→ Data records
>>>
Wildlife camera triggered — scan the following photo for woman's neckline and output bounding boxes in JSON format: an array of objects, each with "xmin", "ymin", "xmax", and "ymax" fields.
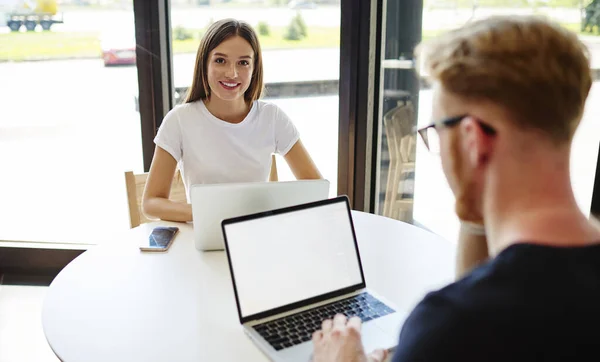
[{"xmin": 198, "ymin": 99, "xmax": 257, "ymax": 127}]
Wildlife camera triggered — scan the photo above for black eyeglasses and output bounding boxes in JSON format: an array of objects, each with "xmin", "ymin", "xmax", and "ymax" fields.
[{"xmin": 416, "ymin": 114, "xmax": 497, "ymax": 153}]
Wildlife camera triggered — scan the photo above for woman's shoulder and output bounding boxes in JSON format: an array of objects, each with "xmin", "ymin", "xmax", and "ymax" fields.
[
  {"xmin": 161, "ymin": 101, "xmax": 206, "ymax": 126},
  {"xmin": 168, "ymin": 101, "xmax": 202, "ymax": 117},
  {"xmin": 254, "ymin": 100, "xmax": 287, "ymax": 119}
]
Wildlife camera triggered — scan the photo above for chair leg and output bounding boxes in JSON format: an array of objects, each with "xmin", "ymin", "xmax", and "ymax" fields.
[
  {"xmin": 383, "ymin": 164, "xmax": 392, "ymax": 217},
  {"xmin": 389, "ymin": 158, "xmax": 403, "ymax": 220},
  {"xmin": 385, "ymin": 155, "xmax": 400, "ymax": 218}
]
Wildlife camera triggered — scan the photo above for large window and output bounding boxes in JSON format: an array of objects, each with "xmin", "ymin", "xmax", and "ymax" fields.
[
  {"xmin": 168, "ymin": 0, "xmax": 341, "ymax": 196},
  {"xmin": 0, "ymin": 0, "xmax": 143, "ymax": 244},
  {"xmin": 0, "ymin": 0, "xmax": 370, "ymax": 275},
  {"xmin": 374, "ymin": 0, "xmax": 600, "ymax": 242}
]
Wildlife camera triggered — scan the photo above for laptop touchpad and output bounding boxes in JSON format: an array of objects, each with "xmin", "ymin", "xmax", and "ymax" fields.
[{"xmin": 361, "ymin": 321, "xmax": 396, "ymax": 354}]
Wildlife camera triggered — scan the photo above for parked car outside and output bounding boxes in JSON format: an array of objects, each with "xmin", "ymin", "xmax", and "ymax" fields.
[{"xmin": 100, "ymin": 29, "xmax": 136, "ymax": 66}]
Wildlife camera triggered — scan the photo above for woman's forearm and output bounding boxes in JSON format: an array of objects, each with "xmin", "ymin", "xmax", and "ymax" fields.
[{"xmin": 142, "ymin": 197, "xmax": 193, "ymax": 223}]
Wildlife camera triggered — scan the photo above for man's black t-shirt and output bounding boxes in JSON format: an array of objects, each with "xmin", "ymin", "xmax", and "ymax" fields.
[{"xmin": 391, "ymin": 242, "xmax": 600, "ymax": 362}]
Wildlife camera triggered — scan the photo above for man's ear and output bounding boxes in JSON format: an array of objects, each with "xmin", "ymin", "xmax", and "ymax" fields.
[{"xmin": 459, "ymin": 117, "xmax": 492, "ymax": 168}]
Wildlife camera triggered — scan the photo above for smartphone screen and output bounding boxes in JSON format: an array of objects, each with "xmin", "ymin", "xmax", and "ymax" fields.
[{"xmin": 140, "ymin": 226, "xmax": 179, "ymax": 252}]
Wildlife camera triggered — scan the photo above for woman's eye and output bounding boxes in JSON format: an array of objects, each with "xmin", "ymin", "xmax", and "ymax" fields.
[
  {"xmin": 215, "ymin": 58, "xmax": 225, "ymax": 64},
  {"xmin": 239, "ymin": 60, "xmax": 250, "ymax": 66}
]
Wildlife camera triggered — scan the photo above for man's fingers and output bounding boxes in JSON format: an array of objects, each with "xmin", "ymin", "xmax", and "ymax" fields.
[
  {"xmin": 347, "ymin": 316, "xmax": 362, "ymax": 333},
  {"xmin": 333, "ymin": 313, "xmax": 347, "ymax": 328},
  {"xmin": 367, "ymin": 349, "xmax": 388, "ymax": 362},
  {"xmin": 321, "ymin": 318, "xmax": 333, "ymax": 332},
  {"xmin": 312, "ymin": 330, "xmax": 323, "ymax": 342}
]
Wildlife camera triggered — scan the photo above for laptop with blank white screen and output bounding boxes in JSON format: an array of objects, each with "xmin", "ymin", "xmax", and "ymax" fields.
[
  {"xmin": 191, "ymin": 180, "xmax": 330, "ymax": 251},
  {"xmin": 221, "ymin": 196, "xmax": 407, "ymax": 362}
]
<<<
→ Problem description
Please output all the data exactly as given, with the pictures omitted.

→ Answer to the exercise
Wildlife camera triggered — scan the following photo for woman's neckline and output bounding boxes in JSON format: an array of objects, each with "xmin", "ymin", "xmax", and "ymax" fields.
[{"xmin": 198, "ymin": 99, "xmax": 257, "ymax": 127}]
Wildlife camera triggered — scan the photo above for black eyeglasses and output bounding boxes in JSON format: an array of objects, each with "xmin", "ymin", "xmax", and "ymax" fields.
[{"xmin": 416, "ymin": 114, "xmax": 497, "ymax": 153}]
Wildlife camera triggered — scan the photo above for woman's shoulder and output bounding boxes in JSON format: an array of objects, each with "xmin", "ymin", "xmax", and "ymax" fields.
[
  {"xmin": 161, "ymin": 101, "xmax": 206, "ymax": 126},
  {"xmin": 168, "ymin": 101, "xmax": 202, "ymax": 117},
  {"xmin": 254, "ymin": 100, "xmax": 287, "ymax": 119}
]
Wildlife camera triggered — scan the photo above for chair leg and output bounding boxes in JSON format: an array of objects, each with "xmin", "ymin", "xmax", and "ymax" fields.
[
  {"xmin": 383, "ymin": 164, "xmax": 392, "ymax": 217},
  {"xmin": 389, "ymin": 158, "xmax": 403, "ymax": 220},
  {"xmin": 385, "ymin": 155, "xmax": 400, "ymax": 218}
]
Wildlife camera triggered — scan the photo above for large window and output bounding boxes in JSON format: an array of objects, each with "xmin", "ymin", "xmax", and "ymax" fields.
[
  {"xmin": 168, "ymin": 0, "xmax": 341, "ymax": 196},
  {"xmin": 0, "ymin": 0, "xmax": 143, "ymax": 244},
  {"xmin": 0, "ymin": 0, "xmax": 370, "ymax": 275},
  {"xmin": 374, "ymin": 0, "xmax": 600, "ymax": 242}
]
Wildlife camera triggered — scan the photo above for laptop touchpad and output bounding boxes in JSON format: an array of objects, each with "xmin", "ymin", "xmax", and "ymax" fields.
[{"xmin": 361, "ymin": 321, "xmax": 396, "ymax": 354}]
Wildlife camera triggered — scan the photo above for parked car outside and output bounding boxes in JSON format: an array of objects, each with "xmin", "ymin", "xmax", and "ymax" fields.
[{"xmin": 100, "ymin": 29, "xmax": 136, "ymax": 66}]
Wildlife camera triggered — scan the photo above for woman's forearm and output bounding boxes in JSON format: an array of objects, each with "xmin", "ymin", "xmax", and "ymax" fields.
[{"xmin": 142, "ymin": 197, "xmax": 193, "ymax": 223}]
Wildlife camera triggered — scan the photo above for man's black t-shirt and output bounding boxes in JSON format: an array of objects, each with "xmin", "ymin", "xmax", and "ymax" fields.
[{"xmin": 391, "ymin": 242, "xmax": 600, "ymax": 362}]
Wildlife camera triggered — scan the photo above for man's ear and output bounding boxes in JSON format: an array of objects, each with "xmin", "ymin", "xmax", and "ymax" fields.
[{"xmin": 459, "ymin": 117, "xmax": 492, "ymax": 168}]
Wildlife camera triggered — scan the photo above for smartphone screen and output bounding boxes in JSON format: an array of objects, each with "xmin", "ymin", "xmax", and "ymax" fields.
[{"xmin": 140, "ymin": 226, "xmax": 179, "ymax": 252}]
Wildlife camera triggered — scan the photo above for woman's eye and output bounding boxes in JSON format: an array of objects, each with "xmin", "ymin", "xmax", and "ymax" fields.
[
  {"xmin": 215, "ymin": 58, "xmax": 225, "ymax": 64},
  {"xmin": 239, "ymin": 60, "xmax": 250, "ymax": 66}
]
Wildlife camera triggered — scan the photo above for man's fingers and output bounding boxes in JSON format: an array of objects, each with "xmin", "ymin", "xmax", and "ymax" fields.
[
  {"xmin": 347, "ymin": 316, "xmax": 362, "ymax": 333},
  {"xmin": 333, "ymin": 313, "xmax": 347, "ymax": 328},
  {"xmin": 367, "ymin": 349, "xmax": 388, "ymax": 362},
  {"xmin": 321, "ymin": 318, "xmax": 333, "ymax": 332},
  {"xmin": 312, "ymin": 330, "xmax": 323, "ymax": 342}
]
Wildlife camera triggered — scan the photo above for laptop with blank white screen and output bounding boxes in JSON format: an array of objects, each with "xmin", "ymin", "xmax", and "ymax" fields.
[
  {"xmin": 191, "ymin": 180, "xmax": 330, "ymax": 251},
  {"xmin": 221, "ymin": 196, "xmax": 407, "ymax": 362}
]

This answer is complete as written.